» **YOUR INSTRUCTIONS**: Please give the data again exactly, with no line dropped.

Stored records
[Start of section]
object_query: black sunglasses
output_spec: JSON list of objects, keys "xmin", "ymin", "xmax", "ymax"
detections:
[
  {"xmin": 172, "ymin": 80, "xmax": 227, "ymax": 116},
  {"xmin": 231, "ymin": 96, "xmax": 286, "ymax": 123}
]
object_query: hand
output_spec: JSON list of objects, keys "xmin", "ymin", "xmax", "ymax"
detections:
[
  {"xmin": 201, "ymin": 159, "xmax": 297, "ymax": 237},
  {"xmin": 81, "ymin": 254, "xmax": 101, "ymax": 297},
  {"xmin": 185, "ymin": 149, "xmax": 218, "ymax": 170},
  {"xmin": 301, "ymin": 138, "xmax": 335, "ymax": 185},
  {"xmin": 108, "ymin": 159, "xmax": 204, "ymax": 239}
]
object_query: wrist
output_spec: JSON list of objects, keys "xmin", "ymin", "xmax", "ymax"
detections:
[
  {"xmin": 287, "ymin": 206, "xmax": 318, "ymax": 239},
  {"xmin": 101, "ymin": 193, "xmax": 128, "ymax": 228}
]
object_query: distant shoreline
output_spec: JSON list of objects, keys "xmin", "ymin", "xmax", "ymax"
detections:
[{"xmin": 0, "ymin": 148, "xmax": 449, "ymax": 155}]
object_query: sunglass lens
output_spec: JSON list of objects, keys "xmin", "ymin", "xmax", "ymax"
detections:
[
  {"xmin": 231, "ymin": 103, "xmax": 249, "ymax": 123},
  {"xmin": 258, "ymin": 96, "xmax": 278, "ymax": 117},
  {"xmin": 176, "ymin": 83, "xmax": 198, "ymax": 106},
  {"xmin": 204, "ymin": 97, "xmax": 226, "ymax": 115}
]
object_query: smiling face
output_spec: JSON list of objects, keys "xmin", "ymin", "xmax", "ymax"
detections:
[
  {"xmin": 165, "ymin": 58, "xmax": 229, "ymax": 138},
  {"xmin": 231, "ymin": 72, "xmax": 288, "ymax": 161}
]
[End of section]
» **EXERCISE RESPONSE**:
object_query: black sunglasses
output_spec: JSON list of objects, keys "xmin", "ymin", "xmax", "ymax"
detections:
[
  {"xmin": 172, "ymin": 80, "xmax": 227, "ymax": 116},
  {"xmin": 231, "ymin": 96, "xmax": 286, "ymax": 123}
]
object_query: hand
output_spec: JSON list of objects, keys "xmin", "ymin", "xmax", "ymax"
detections:
[
  {"xmin": 201, "ymin": 159, "xmax": 297, "ymax": 237},
  {"xmin": 81, "ymin": 254, "xmax": 101, "ymax": 297},
  {"xmin": 185, "ymin": 149, "xmax": 218, "ymax": 170},
  {"xmin": 301, "ymin": 138, "xmax": 335, "ymax": 185},
  {"xmin": 108, "ymin": 159, "xmax": 204, "ymax": 239}
]
object_query: wrist
output_spec: JSON list of objects, keys "xmin", "ymin", "xmax", "ymax"
detections:
[
  {"xmin": 287, "ymin": 206, "xmax": 318, "ymax": 239},
  {"xmin": 101, "ymin": 193, "xmax": 128, "ymax": 228}
]
object_query: distant shoreline
output_spec: JSON list of objects, keys "xmin", "ymin", "xmax", "ymax"
detections:
[{"xmin": 0, "ymin": 148, "xmax": 449, "ymax": 155}]
object_query: sunglass lens
output_spec: JSON list of objects, keys "xmin", "ymin", "xmax", "ymax"
detections:
[
  {"xmin": 231, "ymin": 103, "xmax": 249, "ymax": 123},
  {"xmin": 258, "ymin": 96, "xmax": 278, "ymax": 117},
  {"xmin": 176, "ymin": 83, "xmax": 198, "ymax": 106},
  {"xmin": 204, "ymin": 97, "xmax": 226, "ymax": 115}
]
object_query: smiling face
output_spec: JSON list of objects, keys "xmin", "ymin", "xmax", "ymax"
detections:
[
  {"xmin": 165, "ymin": 58, "xmax": 229, "ymax": 138},
  {"xmin": 231, "ymin": 72, "xmax": 288, "ymax": 161}
]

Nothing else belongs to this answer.